▶ [Description of the task]
Reproduce, word for word, the passage of the eczema and psoriasis text below, starting at "- Oozing. Unlike" and ending at "or aching sensations.".

▶ [Document text]

-- Opening Marker --

Eczema is an inflammatory skin condition in which the immune system overreacts to certain triggers, including irritants and allergens. Itching leads to scratching and then an eczema rash. Common eczema triggers include skincare products, detergents, fragrances, hot or cold weather and stress. The exact cause of eczema is unknown, but it’s thought to be a combination of environmental factors and genetics.
What is psoriasis?
Like eczema, psoriasis is driven by inflammation, and the symptoms can be worsened by triggers such as allergens and certain weather conditions. But unlike eczema, psoriasis is an autoimmune disease. In these diseases, the immune system mistakenly attacks healthy tissue. If you have psoriasis, your immune system is constantly in overdrive. This causes new skin cells to grow up to 10 times faster than usual and pile on top of the skin instead of shedding. The result is raised patches. What causes psoriasis isn’t well understood, but as with eczema, genetic and environmental factors are probably involved.
What does eczema look like?
There are several types of eczema. The most common one, atopic dermatitis, involves dry, cracked skin that itches. Scratching causes a rash that’s red in people with lighter skin and may be brown or purple in people with darker skin. You may notice scaly patches or see small, rough bumps that ooze a clear or straw-colored fluid and eventually crust over. Over time, you may develop thick, leathery patches of skin.
What does psoriasis look like?
The most common type of psoriasis, plaque psoriasis, causes thick, raised patches called plaques. Psoriatic plaques can look a bit like an eczema rash and are similar in color, but they are typically covered in distinctive silvery-white scales or, in dark skin, gray scales. It’s harder to tell the conditions apart if you have early psoriasis, since the only symptoms of early psoriasis tend to be an inflamed, raised patch of skin and itching.
The difference between psoriasis and eczema: potential clues
Eczema is between three and four times more common in the United States than psoriasis, but psoriasis affects more than 8 million people nationwide, so don’t discount it as a possibility. Here are some clues that help distinguish psoriasis vs eczema.
- Oozing. Unlike an eczema rash, psoriatic plaques don’t ooze. “Oozing is probably the closest thing to a telltale sign that a patient has eczema and not psoriasis,” said Dr. Snyder.
- Level of itching. Itching is the most common symptom of eczema, and at times, it can be intense. Psoriasis also causes itching, but it’s usually milder.
- Level of pain. Eczema usually doesn’t hurt, though it can sting or burn, especially if you scratch hard enough to break the skin. Psoriasis is more likely to be painful, causing stabbing, throbbing or aching sensations.
- Skin thickness. Psoriatic plaques are usually thicker than the leathery patches of skin sometimes seen in eczema.
- Age symptoms first appear. Both conditions can emerge at any age, but eczema most commonly develops in babies and children and sometimes persists into adulthood. Psoriasis is likely to first appear between ages 15 and 35.

-- Closing Marker --

▶ [Data under study]
-- Opening Marker --

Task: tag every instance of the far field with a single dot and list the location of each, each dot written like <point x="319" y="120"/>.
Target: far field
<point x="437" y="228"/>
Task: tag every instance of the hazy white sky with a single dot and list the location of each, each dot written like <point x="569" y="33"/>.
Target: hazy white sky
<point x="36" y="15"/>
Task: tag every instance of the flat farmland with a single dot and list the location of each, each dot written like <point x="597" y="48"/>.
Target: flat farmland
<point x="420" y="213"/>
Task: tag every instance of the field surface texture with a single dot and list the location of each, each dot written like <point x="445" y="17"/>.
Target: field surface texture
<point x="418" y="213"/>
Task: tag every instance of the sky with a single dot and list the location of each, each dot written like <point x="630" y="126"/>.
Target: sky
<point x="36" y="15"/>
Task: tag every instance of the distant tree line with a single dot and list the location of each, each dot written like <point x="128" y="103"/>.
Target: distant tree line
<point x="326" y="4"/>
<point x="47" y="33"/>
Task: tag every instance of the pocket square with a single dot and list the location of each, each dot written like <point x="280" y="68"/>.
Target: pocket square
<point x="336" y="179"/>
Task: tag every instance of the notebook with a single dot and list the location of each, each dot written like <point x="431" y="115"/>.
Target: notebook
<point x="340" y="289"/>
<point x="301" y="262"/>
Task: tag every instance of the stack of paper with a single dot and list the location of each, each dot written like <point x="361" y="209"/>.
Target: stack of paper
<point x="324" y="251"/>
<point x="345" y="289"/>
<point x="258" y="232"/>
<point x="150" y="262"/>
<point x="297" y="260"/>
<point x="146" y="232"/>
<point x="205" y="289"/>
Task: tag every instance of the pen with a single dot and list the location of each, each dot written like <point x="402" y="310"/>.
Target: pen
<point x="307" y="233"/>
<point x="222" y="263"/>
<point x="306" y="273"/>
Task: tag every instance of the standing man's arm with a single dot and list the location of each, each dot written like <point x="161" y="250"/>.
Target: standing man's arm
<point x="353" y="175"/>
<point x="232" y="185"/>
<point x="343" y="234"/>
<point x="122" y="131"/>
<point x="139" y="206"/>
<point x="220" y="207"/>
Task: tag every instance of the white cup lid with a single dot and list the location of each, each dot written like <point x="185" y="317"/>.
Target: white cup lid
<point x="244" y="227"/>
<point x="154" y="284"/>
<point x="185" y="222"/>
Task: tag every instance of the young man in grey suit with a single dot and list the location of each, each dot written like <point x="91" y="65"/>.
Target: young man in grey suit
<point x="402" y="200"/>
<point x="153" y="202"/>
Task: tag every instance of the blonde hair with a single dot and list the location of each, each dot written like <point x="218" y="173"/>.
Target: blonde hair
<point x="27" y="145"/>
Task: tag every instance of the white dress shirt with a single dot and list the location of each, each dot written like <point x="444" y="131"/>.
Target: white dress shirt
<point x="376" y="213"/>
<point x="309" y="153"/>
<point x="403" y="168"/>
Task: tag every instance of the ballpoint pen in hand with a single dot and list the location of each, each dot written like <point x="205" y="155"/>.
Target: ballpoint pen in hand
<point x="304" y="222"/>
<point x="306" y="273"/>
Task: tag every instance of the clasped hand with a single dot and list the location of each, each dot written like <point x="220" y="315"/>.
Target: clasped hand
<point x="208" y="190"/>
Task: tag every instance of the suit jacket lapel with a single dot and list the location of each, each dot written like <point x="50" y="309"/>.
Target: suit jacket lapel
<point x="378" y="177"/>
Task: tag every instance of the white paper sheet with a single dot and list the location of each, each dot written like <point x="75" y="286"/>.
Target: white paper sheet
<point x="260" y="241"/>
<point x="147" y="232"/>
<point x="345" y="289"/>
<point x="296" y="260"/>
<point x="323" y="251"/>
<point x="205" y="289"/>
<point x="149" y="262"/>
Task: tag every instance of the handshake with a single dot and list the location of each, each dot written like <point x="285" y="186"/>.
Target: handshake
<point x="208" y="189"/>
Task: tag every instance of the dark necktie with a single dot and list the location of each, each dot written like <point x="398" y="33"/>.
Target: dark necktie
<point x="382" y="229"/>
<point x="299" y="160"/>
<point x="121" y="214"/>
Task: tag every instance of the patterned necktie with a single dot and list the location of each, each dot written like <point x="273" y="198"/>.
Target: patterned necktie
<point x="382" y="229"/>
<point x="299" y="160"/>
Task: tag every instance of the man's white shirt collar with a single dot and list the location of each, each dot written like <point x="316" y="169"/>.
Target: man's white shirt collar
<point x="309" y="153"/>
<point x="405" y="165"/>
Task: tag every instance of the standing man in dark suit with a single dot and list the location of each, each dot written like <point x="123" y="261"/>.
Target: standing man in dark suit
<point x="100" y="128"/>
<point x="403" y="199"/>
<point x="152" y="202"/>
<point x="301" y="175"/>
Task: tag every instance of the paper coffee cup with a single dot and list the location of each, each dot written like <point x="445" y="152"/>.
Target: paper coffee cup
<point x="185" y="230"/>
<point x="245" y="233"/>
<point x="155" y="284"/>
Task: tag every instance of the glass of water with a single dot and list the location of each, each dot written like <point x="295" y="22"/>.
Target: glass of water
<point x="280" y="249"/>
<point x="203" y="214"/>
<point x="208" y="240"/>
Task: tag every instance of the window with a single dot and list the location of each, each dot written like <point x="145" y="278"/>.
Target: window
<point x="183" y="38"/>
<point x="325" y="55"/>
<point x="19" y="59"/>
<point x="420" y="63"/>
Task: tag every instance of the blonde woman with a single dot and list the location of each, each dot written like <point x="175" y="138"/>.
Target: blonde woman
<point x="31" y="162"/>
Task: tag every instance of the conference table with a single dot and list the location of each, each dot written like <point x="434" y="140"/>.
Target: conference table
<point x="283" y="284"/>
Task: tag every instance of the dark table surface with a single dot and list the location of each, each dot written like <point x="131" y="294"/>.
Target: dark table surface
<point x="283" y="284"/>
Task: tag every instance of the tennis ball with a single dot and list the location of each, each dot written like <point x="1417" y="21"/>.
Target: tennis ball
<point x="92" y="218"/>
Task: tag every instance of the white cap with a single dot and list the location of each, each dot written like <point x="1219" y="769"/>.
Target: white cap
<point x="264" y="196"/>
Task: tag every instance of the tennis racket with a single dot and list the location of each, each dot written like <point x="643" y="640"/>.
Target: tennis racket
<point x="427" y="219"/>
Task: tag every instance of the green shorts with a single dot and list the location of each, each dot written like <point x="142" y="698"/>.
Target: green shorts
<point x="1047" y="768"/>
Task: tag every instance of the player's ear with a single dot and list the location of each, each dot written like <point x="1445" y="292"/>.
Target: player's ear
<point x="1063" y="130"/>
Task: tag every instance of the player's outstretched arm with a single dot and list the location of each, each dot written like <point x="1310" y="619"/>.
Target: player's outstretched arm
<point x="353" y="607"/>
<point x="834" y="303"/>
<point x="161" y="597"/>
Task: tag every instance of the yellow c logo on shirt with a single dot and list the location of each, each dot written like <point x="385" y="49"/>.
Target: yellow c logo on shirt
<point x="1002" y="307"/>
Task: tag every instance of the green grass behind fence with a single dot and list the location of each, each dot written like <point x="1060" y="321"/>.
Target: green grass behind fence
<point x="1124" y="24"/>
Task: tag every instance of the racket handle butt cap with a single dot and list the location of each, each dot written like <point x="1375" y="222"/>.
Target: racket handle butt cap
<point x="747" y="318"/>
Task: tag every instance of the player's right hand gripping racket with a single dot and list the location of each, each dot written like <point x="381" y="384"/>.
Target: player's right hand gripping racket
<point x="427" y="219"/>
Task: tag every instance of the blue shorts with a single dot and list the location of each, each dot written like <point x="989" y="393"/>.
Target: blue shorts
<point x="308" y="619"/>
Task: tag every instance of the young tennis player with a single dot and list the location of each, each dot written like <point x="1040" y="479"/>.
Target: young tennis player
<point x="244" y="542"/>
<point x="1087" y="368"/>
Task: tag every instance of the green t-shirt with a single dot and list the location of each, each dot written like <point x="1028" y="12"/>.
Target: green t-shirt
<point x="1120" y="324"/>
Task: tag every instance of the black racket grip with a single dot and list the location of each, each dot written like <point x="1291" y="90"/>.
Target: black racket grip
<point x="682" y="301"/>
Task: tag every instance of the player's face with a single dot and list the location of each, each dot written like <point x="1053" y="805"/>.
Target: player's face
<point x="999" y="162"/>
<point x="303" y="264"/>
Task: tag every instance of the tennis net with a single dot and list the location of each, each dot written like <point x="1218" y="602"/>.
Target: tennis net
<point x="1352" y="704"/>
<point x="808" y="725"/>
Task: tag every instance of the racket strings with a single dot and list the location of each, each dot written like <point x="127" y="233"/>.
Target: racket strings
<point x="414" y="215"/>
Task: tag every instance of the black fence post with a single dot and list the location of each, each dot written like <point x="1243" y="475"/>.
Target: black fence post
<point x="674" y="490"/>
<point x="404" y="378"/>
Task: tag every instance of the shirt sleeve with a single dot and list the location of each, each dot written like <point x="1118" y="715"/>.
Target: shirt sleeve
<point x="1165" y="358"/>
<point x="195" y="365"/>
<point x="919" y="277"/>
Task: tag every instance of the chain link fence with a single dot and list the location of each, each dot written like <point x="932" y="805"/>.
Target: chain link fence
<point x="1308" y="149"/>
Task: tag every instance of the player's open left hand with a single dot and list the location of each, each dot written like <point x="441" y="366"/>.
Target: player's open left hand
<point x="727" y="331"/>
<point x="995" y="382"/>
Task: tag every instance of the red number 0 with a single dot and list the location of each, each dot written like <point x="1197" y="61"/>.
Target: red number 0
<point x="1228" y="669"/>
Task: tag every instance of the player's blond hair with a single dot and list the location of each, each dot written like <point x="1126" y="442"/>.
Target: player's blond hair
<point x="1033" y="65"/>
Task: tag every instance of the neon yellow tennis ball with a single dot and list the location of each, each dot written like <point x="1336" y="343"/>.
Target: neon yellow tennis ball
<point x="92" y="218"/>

-- Closing Marker --

▶ [Solution to the exercise]
- Oozing. Unlike an eczema rash, psoriatic plaques don’t ooze. “Oozing is probably the closest thing to a telltale sign that a patient has eczema and not psoriasis,” said Dr. Snyder.
- Level of itching. Itching is the most common symptom of eczema, and at times, it can be intense. Psoriasis also causes itching, but it’s usually milder.
- Level of pain. Eczema usually doesn’t hurt, though it can sting or burn, especially if you scratch hard enough to break the skin. Psoriasis is more likely to be painful, causing stabbing, throbbing or aching sensations.